» Problem requirements: For each line below with the word "Would", write out a copy.

Given data: Begin

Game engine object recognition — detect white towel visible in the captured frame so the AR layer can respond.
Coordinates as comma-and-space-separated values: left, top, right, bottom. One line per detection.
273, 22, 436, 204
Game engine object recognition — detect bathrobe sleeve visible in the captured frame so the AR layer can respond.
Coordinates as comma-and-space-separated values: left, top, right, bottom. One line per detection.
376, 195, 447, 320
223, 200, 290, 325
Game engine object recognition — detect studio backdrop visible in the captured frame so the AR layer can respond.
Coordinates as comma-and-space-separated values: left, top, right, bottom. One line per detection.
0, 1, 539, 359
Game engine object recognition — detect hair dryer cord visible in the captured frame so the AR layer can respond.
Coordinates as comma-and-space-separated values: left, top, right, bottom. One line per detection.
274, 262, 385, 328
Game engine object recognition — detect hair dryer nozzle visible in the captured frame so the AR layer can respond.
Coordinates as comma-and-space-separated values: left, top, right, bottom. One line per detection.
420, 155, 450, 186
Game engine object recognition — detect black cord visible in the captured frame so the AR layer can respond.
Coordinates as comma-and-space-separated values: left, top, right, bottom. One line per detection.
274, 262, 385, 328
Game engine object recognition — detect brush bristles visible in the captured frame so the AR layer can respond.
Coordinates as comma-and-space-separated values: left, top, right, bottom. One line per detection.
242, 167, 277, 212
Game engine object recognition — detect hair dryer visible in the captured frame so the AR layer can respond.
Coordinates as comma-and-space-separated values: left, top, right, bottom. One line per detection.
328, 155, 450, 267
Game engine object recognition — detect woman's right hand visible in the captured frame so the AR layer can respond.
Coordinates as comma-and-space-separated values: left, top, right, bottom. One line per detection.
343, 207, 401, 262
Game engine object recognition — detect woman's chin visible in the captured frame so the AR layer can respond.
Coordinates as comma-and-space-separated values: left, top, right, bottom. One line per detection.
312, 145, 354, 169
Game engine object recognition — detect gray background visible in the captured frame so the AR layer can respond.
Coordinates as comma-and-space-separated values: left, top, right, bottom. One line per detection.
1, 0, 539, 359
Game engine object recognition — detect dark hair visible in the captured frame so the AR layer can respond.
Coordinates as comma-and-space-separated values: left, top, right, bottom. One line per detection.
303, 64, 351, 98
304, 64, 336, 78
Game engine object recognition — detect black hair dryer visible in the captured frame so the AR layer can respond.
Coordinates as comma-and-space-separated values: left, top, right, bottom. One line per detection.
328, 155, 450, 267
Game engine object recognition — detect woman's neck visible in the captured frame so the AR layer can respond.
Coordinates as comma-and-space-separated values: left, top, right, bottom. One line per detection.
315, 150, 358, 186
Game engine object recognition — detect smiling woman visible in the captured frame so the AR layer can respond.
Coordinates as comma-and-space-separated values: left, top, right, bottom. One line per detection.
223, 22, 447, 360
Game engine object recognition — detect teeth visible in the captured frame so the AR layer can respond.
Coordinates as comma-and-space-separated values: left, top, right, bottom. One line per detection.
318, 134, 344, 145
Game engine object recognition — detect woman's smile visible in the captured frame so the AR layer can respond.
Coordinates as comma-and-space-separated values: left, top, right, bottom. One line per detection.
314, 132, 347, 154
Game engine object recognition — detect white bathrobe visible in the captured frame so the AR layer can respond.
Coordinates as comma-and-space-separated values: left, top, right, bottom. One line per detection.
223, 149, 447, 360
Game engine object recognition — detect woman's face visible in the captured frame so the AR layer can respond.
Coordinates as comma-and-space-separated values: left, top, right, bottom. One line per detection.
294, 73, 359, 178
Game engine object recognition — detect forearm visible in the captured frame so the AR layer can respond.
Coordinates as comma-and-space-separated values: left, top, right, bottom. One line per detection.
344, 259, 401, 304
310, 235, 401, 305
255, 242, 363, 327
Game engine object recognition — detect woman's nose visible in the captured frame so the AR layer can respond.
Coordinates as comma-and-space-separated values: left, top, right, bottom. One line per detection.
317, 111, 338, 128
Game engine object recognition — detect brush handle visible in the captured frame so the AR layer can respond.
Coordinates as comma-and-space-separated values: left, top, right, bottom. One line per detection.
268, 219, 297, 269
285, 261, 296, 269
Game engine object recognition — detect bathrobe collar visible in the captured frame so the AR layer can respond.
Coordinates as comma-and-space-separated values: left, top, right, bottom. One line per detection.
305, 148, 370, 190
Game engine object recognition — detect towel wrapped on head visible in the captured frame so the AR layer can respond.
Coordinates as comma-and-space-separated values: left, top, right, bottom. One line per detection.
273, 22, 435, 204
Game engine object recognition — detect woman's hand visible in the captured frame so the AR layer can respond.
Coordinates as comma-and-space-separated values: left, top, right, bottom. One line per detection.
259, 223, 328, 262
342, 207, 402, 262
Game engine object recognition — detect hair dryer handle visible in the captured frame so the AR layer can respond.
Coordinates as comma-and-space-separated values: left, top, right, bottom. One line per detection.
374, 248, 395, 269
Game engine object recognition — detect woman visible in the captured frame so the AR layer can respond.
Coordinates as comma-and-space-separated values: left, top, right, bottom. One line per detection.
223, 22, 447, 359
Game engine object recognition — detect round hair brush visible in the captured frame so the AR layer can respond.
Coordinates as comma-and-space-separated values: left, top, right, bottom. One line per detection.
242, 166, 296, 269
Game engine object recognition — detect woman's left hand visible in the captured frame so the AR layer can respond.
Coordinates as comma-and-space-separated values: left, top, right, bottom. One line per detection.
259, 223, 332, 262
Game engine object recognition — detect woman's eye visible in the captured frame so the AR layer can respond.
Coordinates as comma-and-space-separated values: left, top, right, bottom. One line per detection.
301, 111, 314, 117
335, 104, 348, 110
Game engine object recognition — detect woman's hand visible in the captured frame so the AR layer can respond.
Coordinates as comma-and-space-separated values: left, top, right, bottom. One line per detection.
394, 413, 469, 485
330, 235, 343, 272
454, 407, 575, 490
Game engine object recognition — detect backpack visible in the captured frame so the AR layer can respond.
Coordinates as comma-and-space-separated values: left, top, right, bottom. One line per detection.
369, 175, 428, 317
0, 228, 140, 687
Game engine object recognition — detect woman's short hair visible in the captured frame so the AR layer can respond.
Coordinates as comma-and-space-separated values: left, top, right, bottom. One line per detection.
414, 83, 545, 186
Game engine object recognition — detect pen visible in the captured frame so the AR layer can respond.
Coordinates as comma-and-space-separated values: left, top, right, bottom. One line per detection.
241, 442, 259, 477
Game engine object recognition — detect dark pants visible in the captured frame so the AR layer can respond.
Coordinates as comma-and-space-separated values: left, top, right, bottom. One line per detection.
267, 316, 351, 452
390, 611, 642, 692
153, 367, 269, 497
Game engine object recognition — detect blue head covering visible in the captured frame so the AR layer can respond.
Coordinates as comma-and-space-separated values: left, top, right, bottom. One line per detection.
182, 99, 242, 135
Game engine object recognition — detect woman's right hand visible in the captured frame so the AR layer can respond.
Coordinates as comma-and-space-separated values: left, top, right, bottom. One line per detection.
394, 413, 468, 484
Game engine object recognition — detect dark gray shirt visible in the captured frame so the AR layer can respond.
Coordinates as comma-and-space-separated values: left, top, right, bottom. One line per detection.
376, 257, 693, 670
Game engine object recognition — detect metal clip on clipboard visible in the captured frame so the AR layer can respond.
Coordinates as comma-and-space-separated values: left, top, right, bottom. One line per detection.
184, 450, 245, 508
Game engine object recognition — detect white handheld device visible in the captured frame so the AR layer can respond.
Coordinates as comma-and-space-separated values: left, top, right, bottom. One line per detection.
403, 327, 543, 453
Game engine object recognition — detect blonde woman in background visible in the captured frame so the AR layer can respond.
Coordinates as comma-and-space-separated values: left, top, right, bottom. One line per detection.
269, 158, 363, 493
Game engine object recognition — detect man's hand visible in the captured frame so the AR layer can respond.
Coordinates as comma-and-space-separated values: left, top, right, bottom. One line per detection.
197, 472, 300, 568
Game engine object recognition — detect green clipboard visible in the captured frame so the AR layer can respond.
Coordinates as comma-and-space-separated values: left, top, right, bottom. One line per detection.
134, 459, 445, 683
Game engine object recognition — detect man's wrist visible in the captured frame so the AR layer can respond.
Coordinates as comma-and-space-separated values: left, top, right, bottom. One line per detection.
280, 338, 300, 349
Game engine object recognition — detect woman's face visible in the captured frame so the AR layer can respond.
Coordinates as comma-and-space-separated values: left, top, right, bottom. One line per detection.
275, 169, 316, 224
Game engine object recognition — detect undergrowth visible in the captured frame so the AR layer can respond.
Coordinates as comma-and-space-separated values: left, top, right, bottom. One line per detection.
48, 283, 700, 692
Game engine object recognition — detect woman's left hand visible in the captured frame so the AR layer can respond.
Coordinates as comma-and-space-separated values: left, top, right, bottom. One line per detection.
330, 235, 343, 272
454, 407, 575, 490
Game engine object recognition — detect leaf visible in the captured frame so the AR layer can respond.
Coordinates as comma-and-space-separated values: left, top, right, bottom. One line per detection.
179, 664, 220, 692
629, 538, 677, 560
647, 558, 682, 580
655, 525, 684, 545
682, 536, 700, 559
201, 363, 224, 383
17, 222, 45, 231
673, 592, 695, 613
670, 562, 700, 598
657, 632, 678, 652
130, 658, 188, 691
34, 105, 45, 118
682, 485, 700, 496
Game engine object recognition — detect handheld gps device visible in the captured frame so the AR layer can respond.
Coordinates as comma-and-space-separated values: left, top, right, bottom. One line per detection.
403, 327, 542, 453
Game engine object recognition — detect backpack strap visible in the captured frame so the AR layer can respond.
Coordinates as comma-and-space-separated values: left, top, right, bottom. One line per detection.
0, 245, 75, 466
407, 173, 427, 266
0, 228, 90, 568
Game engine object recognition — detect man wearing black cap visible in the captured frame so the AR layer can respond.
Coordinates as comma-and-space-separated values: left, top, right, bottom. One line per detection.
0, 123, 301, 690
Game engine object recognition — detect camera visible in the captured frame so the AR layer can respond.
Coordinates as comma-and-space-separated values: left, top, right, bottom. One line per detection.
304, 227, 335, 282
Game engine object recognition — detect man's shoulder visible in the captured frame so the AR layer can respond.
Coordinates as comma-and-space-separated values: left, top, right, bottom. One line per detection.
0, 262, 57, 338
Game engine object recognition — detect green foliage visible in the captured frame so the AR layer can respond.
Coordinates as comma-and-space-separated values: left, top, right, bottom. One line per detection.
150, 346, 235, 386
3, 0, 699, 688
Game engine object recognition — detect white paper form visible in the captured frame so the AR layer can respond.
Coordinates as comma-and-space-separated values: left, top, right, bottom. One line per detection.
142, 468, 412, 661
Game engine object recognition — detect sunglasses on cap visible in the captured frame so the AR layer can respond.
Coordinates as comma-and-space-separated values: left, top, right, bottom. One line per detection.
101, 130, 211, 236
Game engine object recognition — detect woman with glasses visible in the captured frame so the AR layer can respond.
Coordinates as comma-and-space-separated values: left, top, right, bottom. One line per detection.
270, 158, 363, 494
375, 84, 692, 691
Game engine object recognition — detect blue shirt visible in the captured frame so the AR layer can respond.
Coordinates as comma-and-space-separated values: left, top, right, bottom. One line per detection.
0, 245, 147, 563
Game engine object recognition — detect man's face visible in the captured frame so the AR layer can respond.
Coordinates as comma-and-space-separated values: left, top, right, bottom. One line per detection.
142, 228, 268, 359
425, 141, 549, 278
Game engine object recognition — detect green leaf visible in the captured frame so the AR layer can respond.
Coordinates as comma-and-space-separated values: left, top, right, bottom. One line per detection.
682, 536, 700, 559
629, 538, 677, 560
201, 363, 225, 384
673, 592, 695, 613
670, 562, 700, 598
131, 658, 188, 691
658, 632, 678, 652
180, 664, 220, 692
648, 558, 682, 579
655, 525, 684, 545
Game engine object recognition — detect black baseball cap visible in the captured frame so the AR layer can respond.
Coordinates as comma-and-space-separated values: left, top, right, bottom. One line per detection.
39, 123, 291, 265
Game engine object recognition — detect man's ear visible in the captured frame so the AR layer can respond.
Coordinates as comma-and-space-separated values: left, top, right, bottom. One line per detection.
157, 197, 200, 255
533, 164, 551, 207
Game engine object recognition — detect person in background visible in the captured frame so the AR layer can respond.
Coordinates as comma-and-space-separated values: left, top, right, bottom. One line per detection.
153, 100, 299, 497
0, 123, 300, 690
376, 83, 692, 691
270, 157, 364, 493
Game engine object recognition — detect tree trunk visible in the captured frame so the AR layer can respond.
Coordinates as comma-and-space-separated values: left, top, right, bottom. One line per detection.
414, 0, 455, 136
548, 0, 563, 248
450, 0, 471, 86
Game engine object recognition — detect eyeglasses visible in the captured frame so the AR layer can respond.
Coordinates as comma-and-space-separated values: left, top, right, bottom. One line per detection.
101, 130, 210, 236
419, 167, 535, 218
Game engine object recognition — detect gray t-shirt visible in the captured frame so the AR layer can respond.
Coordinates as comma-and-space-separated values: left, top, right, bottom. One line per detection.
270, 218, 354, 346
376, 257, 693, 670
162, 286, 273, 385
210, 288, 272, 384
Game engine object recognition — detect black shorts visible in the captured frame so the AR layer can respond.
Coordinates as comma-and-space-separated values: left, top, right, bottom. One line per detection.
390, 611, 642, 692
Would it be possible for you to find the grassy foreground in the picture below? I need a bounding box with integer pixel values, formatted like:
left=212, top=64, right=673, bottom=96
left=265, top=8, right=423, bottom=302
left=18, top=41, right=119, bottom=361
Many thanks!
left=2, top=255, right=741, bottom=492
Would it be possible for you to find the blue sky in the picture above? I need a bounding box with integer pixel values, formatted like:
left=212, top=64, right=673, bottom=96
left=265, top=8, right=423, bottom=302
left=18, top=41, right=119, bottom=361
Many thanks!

Given data: End

» Result of the task:
Would it be possible for you to find the grassy foreground in the picture below? I need a bounding box with integer pixel values, formatted like:
Would it be possible for you to find the blue sky in the picture above? I need a bounding box with integer pixel values, formatted like:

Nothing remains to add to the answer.